EXERCISE - Find the line containing "of the motorboat". Quote it and every line after it, exactly, through the end; skip pictures.
######
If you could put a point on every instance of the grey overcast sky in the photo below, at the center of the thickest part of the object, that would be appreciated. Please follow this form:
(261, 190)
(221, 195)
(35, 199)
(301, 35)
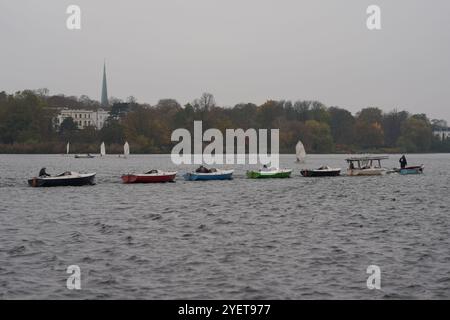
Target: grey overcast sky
(239, 50)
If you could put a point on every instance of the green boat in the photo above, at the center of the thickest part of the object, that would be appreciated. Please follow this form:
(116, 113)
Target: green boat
(269, 173)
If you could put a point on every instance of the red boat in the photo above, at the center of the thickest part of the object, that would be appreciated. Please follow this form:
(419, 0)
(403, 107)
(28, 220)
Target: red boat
(152, 176)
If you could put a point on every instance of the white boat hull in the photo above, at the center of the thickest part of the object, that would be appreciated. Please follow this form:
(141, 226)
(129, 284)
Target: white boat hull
(366, 172)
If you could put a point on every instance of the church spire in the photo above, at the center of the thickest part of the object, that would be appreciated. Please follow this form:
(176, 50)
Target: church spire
(104, 100)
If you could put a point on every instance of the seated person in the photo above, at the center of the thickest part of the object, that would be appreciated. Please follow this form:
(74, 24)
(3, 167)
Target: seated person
(202, 169)
(43, 173)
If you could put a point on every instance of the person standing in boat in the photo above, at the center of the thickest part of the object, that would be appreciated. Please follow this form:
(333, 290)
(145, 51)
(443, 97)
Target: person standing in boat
(403, 162)
(43, 173)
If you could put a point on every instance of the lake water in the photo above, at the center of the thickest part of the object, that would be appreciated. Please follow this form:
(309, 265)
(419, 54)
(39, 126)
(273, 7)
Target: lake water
(298, 238)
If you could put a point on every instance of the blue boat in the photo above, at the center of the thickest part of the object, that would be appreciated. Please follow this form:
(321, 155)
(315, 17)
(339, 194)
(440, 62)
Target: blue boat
(215, 174)
(412, 170)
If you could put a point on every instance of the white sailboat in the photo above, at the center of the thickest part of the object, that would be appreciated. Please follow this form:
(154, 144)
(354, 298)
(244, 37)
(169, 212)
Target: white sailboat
(300, 152)
(102, 149)
(126, 149)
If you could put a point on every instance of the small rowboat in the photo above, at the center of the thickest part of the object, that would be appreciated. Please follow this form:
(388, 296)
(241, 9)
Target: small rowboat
(152, 176)
(269, 173)
(411, 170)
(216, 174)
(324, 171)
(68, 178)
(84, 156)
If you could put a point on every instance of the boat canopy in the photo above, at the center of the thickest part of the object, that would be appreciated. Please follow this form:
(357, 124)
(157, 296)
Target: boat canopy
(367, 158)
(365, 162)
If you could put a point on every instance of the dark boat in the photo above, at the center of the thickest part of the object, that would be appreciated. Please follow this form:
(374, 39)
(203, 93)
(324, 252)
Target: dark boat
(410, 170)
(65, 179)
(84, 156)
(323, 171)
(152, 176)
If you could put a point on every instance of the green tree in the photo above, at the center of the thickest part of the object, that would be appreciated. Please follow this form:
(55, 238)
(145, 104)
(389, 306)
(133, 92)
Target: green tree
(416, 134)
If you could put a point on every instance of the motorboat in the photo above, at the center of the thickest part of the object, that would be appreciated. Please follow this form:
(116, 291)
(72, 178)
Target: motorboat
(84, 156)
(410, 170)
(269, 173)
(152, 176)
(209, 174)
(68, 178)
(323, 171)
(366, 166)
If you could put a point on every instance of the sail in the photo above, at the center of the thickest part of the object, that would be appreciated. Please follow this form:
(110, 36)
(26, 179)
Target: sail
(126, 149)
(102, 149)
(300, 152)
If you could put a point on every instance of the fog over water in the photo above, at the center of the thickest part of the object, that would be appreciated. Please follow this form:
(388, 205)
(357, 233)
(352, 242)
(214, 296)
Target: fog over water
(241, 51)
(241, 239)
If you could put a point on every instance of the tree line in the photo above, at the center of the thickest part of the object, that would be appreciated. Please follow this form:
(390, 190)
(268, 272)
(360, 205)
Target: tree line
(27, 125)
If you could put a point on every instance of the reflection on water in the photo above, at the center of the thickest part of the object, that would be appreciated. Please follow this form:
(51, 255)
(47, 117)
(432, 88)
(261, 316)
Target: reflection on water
(298, 238)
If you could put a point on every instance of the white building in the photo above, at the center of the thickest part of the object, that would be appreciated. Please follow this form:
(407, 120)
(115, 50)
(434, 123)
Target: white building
(442, 134)
(84, 118)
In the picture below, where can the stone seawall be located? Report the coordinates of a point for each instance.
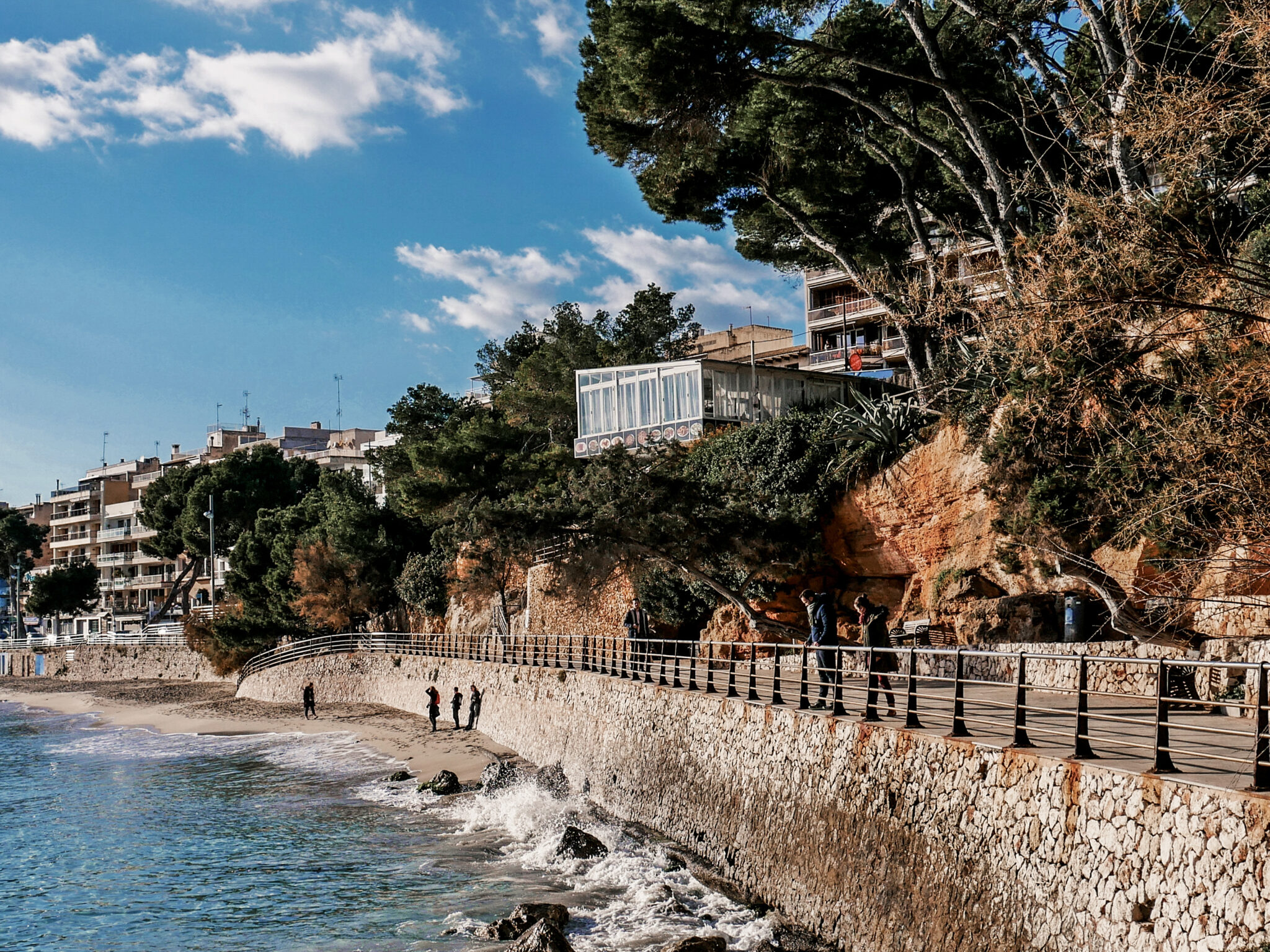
(876, 838)
(118, 663)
######
RESPONSE -
If you could put a point on every instance of the motorboat in the photo above, at the center of the thickest part of the object, that would be appreciated. Please follow this form:
(116, 291)
(72, 178)
Target: motorboat
(84, 156)
(410, 170)
(269, 173)
(152, 176)
(209, 174)
(68, 178)
(323, 171)
(366, 166)
If you could put a point on every instance of the sail in the photo above, at the center of the thickest part of the object, that would be appreciated. Please follow this form:
(110, 36)
(26, 179)
Target: sail
(126, 149)
(102, 149)
(300, 152)
If you could put a point on every instance of the fog over water in the photo above, at the center of the thickest part of the object, that would be appreciated. Please follow this form:
(388, 205)
(357, 233)
(352, 242)
(214, 296)
Target: fog over water
(241, 51)
(241, 239)
If you could put a point on every instance of the tree line in the photo above, at the center of the thickest part of the object, that would be appreciated. Please follow this form:
(390, 190)
(268, 272)
(360, 205)
Target: tree line
(27, 125)
If you could put a point on every instance of the reflection on water in the photo above, at the center of the thickest part of the object, that would be appreciated. Please follow this form:
(51, 255)
(47, 117)
(432, 88)
(261, 316)
Target: reflection on water
(298, 238)
If you could put a point on every instance of the white building in the photo above, at the center of the thickest part of the object, that would be appreciated. Please follow this form:
(407, 120)
(115, 50)
(434, 123)
Target: white building
(442, 134)
(84, 118)
In the picture below, where can the stone seawall be located? Report the coordinates of a point for each instance.
(876, 838)
(118, 663)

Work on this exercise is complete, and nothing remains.